▶ Required task 1:
The hardware and sizing guide warns against JVM heap sizes between 32 and 47GB. What reason does it give?

▶ Text block:

▼

Skip to main content

Hardware and Sizing

This guide outlines the hardware requirements and sizing recommendations for Apache Ozone clusters of different scales. Proper hardware selection is critical for achieving optimal performance, reliability, and cost-effectiveness.

Note: Apache Ozone can run on a single node inside Kubernetes and serve all functionality for development, testing, and small workloads. The hardware specifications in this guide reflect common configurations for production deployments. Your choice of hardware should depend on your desired scale, performance requirements, and workload characteristics.

Hardware Selection Principles

When planning an Ozone deployment, consider these key principles:

  1. Separate Metadata and Data Hardware: Metadata services (OM, SCM) have different requirements than data services (Datanodes).
  2. SSD/NVMe for Metadata: All metadata services require fast storage for RocksDB.
  3. Scale Metadata Vertically: Add more resources to existing metadata nodes rather than more nodes.
  4. Scale Datanodes Horizontally: Add more datanode machines as capacity and throughput needs grow.
  5. Plan for Failure: Size the cluster to handle expected failures of drives and nodes.

Metadata Node Hardware

Metadata nodes run the Ozone Manager (OM) and Storage Container Manager (SCM) services, which require careful hardware consideration for performance and reliability.

Ozone Manager (OM) Node Requirements

ComponentMinimum (Dev/Test)Recommended (Production)Enterprise Scale
CPU8 cores16+ cores20-40 cores
Memory16GB32-64GB128-256GB
Java Heap8GB16-32GB48-96GB
Metadata Storage100GB SSD1-4TB NVMe4-8TB NVMe (RAID1)
Network1GbE10GbE25GbE+
Form FactorVM or physical1U server1-2U server

Key Considerations:

  • Use enterprise-grade NVMe drives with power loss protection for production
  • Configure RAID1 for metadata storage in enterprise deployments
  • Avoid JVM heap sizes between 32-47GB due to compressed OOPs optimization cutoff
  • For production workloads, consider dedicated systems for OM nodes

Storage Container Manager (SCM) Node Requirements

ComponentMinimum (Dev/Test)Recommended (Production)Enterprise Scale
CPU8 cores16+ cores20-40 cores
Memory16GB32-64GB128-256GB
Java Heap8GB16-32GB48-96GB
Metadata Storage100GB SSD1-4TB NVMe4-8TB NVMe (RAID1)
Network1GbE10GbE25GbE+
Form FactorVM or physical1U server1-2U server

Key Considerations:

  • SCM maintains container and pipeline state, requiring fast storage similar to OM
  • As the cluster grows, SCM's memory and CPU needs increase with the number of containers and datanodes
  • Container database state grows with the total number of containers in the system

Recon Node Requirements

For Recon, which provides analytics and monitoring capabilities:

ComponentMinimumRecommended
CPU4 cores8+ cores
Memory12GB16-32GB
Java Heap6GB8-16GB
Storage50GB SSD200GB+ SSD/NVMe
Network1GbE10GbE

Key Considerations:

  • Recon's resource needs grow with cluster size
  • For smaller clusters, Recon can be co-located with an OM or SCM node
  • For large clusters with extensive monitoring needs, use a dedicated node

Datanode Hardware

Datanodes store the actual data and can be scaled horizontally based on capacity and performance requirements.

▲

▶ Exercise inputs:
▼

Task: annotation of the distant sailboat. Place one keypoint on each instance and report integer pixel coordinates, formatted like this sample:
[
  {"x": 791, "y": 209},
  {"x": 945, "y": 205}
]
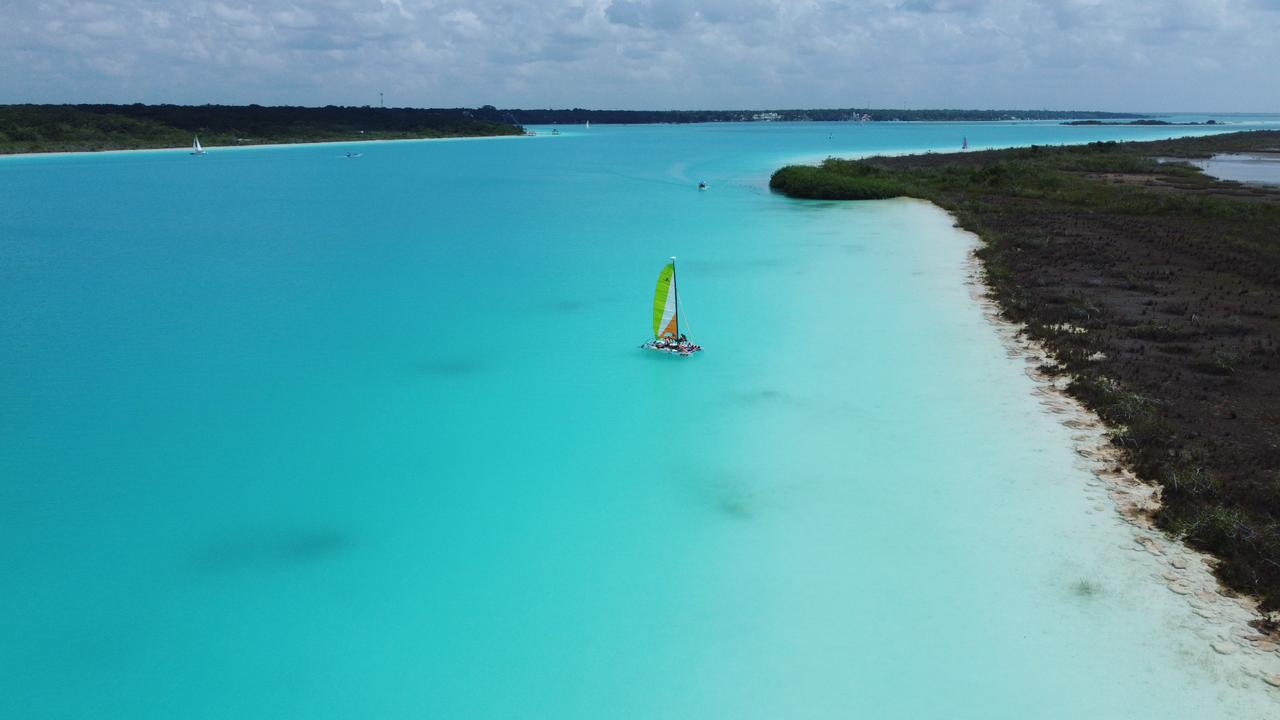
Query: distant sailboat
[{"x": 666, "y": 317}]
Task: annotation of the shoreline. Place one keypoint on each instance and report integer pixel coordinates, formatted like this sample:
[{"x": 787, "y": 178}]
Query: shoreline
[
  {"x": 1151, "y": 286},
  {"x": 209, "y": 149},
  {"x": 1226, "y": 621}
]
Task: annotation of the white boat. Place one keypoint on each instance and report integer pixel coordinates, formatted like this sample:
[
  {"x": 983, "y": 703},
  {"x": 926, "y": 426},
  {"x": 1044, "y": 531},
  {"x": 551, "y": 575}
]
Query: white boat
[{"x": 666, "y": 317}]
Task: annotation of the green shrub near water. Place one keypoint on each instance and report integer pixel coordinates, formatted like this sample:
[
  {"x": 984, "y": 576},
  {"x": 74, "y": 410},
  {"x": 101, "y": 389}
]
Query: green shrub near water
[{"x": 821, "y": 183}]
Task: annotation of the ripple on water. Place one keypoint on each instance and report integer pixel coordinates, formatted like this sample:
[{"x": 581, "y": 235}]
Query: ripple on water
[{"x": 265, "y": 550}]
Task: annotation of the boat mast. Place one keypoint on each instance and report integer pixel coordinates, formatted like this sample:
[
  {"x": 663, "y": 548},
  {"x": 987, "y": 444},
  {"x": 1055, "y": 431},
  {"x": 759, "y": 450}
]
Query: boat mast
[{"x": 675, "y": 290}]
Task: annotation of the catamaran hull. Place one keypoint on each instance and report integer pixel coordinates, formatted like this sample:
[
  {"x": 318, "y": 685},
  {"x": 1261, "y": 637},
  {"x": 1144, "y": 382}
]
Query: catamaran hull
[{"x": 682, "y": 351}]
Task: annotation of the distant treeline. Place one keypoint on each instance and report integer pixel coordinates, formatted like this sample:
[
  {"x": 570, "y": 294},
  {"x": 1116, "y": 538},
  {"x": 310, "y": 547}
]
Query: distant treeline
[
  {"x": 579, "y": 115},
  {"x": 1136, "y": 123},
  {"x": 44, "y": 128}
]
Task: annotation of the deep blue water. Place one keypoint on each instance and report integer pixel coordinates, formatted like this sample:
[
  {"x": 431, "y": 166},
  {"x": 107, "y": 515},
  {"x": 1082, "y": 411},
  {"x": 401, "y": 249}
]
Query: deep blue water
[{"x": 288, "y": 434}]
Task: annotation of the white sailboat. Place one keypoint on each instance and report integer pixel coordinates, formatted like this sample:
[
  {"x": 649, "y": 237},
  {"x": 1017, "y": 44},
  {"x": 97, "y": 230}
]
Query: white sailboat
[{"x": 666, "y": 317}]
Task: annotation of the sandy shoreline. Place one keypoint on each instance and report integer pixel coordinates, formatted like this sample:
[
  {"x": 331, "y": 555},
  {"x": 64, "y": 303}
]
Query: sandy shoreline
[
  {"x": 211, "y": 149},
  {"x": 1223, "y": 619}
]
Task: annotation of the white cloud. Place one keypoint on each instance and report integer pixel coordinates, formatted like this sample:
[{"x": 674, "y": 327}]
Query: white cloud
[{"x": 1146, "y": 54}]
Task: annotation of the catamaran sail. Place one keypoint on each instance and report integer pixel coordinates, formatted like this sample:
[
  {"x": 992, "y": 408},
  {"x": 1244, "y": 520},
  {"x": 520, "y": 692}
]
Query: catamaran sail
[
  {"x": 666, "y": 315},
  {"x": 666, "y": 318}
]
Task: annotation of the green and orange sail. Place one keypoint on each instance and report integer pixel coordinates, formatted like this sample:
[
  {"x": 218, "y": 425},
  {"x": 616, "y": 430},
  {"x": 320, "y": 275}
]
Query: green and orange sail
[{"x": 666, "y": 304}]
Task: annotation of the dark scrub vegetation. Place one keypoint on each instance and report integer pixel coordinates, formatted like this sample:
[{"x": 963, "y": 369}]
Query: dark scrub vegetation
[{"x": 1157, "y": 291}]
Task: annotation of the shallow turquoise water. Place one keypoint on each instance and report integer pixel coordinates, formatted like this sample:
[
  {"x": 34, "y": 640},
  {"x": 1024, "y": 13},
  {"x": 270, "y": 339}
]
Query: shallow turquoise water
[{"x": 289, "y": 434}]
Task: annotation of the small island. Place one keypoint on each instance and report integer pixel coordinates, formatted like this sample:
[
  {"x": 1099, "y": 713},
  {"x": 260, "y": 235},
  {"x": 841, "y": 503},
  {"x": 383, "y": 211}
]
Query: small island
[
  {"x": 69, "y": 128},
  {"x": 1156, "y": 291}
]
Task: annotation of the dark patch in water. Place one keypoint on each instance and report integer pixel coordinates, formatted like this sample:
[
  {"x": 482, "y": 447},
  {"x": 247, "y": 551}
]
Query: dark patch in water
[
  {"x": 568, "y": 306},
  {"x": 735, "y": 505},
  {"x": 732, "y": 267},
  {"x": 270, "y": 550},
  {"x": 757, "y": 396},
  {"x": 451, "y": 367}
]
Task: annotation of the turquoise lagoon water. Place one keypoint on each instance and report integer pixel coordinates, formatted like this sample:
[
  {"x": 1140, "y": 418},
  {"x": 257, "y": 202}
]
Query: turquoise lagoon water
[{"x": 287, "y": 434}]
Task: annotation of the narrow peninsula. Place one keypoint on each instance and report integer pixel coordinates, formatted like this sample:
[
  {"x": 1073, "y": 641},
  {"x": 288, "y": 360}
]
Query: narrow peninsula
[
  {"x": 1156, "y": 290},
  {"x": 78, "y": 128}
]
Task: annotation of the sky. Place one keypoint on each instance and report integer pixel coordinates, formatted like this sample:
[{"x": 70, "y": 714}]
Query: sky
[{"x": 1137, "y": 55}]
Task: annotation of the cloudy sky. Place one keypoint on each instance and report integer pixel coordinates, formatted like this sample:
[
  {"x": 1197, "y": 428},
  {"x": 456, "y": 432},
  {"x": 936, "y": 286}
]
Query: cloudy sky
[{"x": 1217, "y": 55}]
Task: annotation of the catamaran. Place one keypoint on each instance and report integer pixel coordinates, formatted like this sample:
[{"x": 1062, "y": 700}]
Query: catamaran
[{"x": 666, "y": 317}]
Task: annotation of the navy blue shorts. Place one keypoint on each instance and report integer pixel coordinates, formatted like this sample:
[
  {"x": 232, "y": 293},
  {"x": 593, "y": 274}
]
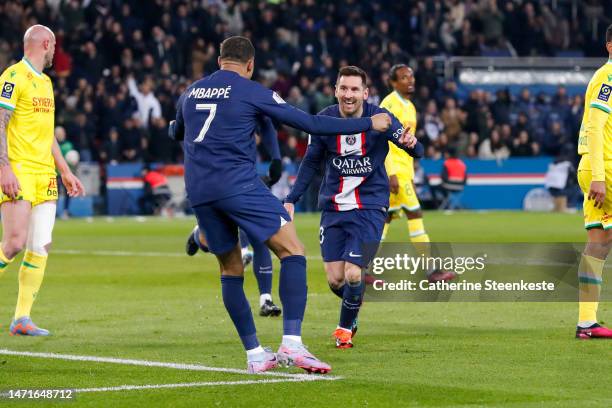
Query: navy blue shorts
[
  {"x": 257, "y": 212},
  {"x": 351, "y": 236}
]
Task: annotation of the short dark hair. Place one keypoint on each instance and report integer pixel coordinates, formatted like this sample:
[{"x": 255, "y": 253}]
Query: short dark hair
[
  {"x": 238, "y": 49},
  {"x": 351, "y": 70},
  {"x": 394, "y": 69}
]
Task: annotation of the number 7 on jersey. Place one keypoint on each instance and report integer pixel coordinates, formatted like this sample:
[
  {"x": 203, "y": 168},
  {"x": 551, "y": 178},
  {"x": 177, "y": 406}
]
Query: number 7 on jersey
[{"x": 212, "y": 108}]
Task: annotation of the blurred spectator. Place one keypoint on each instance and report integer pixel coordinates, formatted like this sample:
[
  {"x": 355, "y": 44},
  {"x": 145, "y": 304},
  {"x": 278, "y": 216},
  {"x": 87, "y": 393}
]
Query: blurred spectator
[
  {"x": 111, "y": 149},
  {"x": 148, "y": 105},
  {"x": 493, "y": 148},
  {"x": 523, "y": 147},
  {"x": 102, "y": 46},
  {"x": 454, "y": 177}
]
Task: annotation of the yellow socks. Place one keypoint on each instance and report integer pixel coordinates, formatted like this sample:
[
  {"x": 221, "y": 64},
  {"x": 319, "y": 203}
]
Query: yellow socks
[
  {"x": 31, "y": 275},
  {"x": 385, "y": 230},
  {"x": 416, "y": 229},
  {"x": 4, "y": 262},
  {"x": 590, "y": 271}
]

▲

▶ Required task 2:
Rewrite the rows from the line with "Task: annotation of the yellow" up to and including the final line of the rows. Replace "socks" with "stockings" and keep everything else the same.

▶ Answer 1:
The guide says to avoid JVM heap sizes between 32 and 47GB because of the compressed OOPs optimization cutoff.

▶ Answer 2:
Task: annotation of the yellow stockings. Place one keypoint on each instance and report integer pixel coordinates, formatted like this sample:
[
  {"x": 221, "y": 64},
  {"x": 319, "y": 203}
]
Query: yellow stockings
[
  {"x": 31, "y": 275},
  {"x": 385, "y": 230},
  {"x": 416, "y": 229},
  {"x": 4, "y": 262},
  {"x": 590, "y": 271}
]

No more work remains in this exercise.